▸ **Your instructions**
In the forum thread below about ground plane wiring for a layout, reproduce verbatim the passage that begins at the words "Theoretically, yes, but" and stops after the words "ground prong .".

::: Source :::

Skip to main content

Thanks for viewing this post and making suggestions !!

I am building a multi level layout with two or three parallel tracks on each level. I am planning to install ground plane wires and would love some advice.

1) I cannot connect to the house water pipe as an earth ground. Is it sufficient to connect to the "green" ground screw of the nearest electric receptacle? If not, to what?

2) Assuming I can have the primary ground plane wire emanate from the wall receptacle, can it be connected to a terminal strip and then distributed around the layout as needed?

3) Should the ground plane wire underneath the upper level be "zig-zagged" all the way around the layout?

4) Should the ground plane wire be placed in between every parallel track on all levels?

5) Does the gauge or quality of the ground plane wire make a difference?

Many, many thanks for suggestions !!

Scrapiron

 

Original Post

Replies sorted oldest to newest

Thanks for viewing this post and making suggestions !!

I am building a multi level layout with two or three parallel tracks on each level. I am planning to install ground plane wires and would love some advice.

1) I cannot connect to the house water pipe as an earth ground. Is it sufficient to connect to the "green" ground screw of the nearest electric receptacle?

 Theoretically, yes, but you would be better off buying a replacement three prong plug from the hardware store and connecting the wire to the ground prong .

 

2) Assuming I can have the primary ground plane wire emanate from the wall receptacle, can it be connected to a terminal strip and then distributed around the layout as needed?

Yes. Solder the connections if you can, or make sure they are clean and solid.

3) Should the ground plane wire underneath the upper level be "zig-zagged" all the way around the layout?

Your choice. Zig-zagging will put more wire in more places, so that might help, but I do not think it is necessary. It certainly will not hurt.

BTW, It's unfortunate that we have been calling it a ground plane, when it is really the antenna, but it's too late now to get into that discussion.

4) Should the ground plane wire be placed in between every parallel track on all levels?

I have no clue about that. It depends on if the loco has a relatively clear shot at the "ground plane".

::: Data section :::

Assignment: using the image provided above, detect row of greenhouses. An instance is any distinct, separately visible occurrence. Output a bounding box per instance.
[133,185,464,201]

:::

▸ **The output**
Theoretically, yes, but you would be better off buying a replacement three prong plug from the hardware store and connecting the wire to the ground prong .